What you have to do
Each line of the listing that includes "yellow" should be reported.

++++ Supplied material ++++

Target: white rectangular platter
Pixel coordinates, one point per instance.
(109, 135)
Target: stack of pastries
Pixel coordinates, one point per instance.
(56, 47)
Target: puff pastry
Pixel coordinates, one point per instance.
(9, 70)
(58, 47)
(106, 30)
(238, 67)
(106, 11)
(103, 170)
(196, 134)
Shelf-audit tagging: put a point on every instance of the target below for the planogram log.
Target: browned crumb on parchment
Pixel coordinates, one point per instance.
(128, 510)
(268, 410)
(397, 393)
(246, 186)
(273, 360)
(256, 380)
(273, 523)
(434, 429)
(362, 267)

++++
++++ Supplied material ++++

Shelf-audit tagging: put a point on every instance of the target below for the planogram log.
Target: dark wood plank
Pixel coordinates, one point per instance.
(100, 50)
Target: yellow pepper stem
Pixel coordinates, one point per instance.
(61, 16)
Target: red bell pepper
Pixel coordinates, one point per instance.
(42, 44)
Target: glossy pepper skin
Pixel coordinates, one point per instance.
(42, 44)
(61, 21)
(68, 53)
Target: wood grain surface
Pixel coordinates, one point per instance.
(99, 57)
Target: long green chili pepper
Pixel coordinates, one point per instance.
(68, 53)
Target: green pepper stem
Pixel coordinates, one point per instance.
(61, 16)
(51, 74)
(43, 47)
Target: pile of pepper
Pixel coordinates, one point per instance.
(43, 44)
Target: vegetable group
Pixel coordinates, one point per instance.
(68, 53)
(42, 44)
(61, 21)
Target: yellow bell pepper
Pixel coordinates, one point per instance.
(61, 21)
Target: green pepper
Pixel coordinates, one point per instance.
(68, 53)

++++
++++ Supplied material ++++

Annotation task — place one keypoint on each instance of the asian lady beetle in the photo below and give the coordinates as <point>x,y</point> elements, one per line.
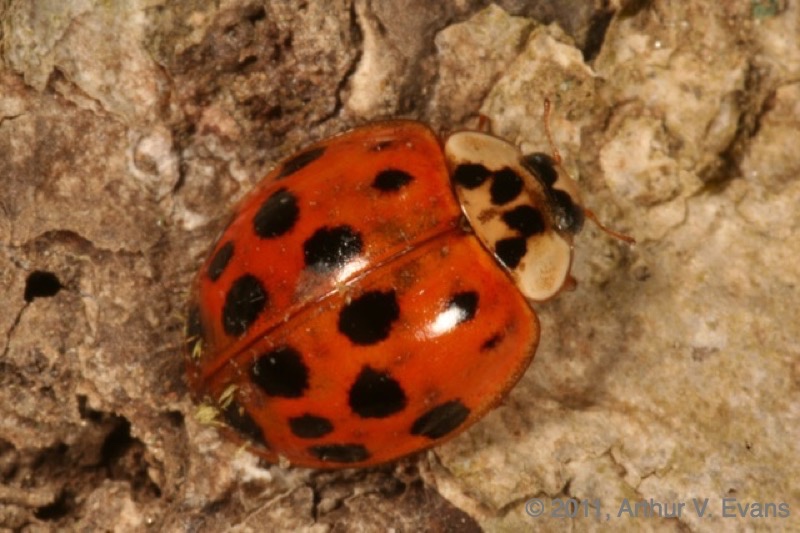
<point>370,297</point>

++++

Output for this exercise
Target: yellow pepper stem
Target: yellow bell pepper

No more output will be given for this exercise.